◆ THE PROBLEM ◆
Tally the lines below that contain the word "crest", then give the tally alone.

Natural-language object grounding data:

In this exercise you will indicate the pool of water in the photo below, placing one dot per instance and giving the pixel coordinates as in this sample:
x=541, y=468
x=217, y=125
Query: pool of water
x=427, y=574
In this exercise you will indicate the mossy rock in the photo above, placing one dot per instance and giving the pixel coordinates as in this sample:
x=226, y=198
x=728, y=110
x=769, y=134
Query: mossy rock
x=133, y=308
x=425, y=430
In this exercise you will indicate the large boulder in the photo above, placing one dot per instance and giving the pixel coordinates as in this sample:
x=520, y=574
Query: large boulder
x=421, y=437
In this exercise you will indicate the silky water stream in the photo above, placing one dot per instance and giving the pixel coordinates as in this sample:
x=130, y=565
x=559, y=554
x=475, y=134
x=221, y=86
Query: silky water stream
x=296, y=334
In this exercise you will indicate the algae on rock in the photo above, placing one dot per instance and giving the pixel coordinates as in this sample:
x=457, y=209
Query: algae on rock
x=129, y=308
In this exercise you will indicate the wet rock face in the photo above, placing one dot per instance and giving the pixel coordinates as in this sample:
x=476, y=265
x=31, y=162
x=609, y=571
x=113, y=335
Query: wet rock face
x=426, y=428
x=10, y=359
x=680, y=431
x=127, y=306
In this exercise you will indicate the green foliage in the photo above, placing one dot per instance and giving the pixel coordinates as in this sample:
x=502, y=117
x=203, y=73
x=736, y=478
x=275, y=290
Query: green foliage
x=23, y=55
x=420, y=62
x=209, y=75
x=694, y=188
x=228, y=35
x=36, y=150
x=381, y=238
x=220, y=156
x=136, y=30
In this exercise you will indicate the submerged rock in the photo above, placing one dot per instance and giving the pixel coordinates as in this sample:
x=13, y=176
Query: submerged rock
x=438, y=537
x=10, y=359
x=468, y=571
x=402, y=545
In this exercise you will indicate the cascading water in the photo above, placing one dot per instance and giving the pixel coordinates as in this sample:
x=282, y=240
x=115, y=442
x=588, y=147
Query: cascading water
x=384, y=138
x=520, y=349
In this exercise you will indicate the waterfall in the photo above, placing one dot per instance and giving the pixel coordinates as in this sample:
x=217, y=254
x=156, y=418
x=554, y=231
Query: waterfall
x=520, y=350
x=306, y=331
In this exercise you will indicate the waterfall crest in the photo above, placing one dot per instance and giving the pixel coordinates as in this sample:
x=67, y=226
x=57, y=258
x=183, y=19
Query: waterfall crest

--

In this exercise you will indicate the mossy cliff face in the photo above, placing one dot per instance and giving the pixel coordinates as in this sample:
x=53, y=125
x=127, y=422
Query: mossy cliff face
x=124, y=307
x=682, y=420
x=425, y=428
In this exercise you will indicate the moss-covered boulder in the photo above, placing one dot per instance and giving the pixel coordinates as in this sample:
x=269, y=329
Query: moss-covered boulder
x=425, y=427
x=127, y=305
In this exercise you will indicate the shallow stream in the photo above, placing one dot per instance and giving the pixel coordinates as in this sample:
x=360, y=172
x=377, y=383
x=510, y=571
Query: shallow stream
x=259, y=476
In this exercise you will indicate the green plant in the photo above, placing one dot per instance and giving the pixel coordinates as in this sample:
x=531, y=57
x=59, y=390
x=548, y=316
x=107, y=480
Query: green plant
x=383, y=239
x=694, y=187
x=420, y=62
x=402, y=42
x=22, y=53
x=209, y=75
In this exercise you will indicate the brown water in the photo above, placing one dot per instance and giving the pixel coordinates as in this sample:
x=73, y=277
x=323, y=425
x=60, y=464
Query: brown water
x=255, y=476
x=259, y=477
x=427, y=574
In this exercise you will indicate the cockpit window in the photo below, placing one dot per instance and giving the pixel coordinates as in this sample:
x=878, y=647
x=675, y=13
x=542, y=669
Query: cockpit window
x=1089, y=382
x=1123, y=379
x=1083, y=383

◆ OUTPUT OF THE EXERCISE ◆
2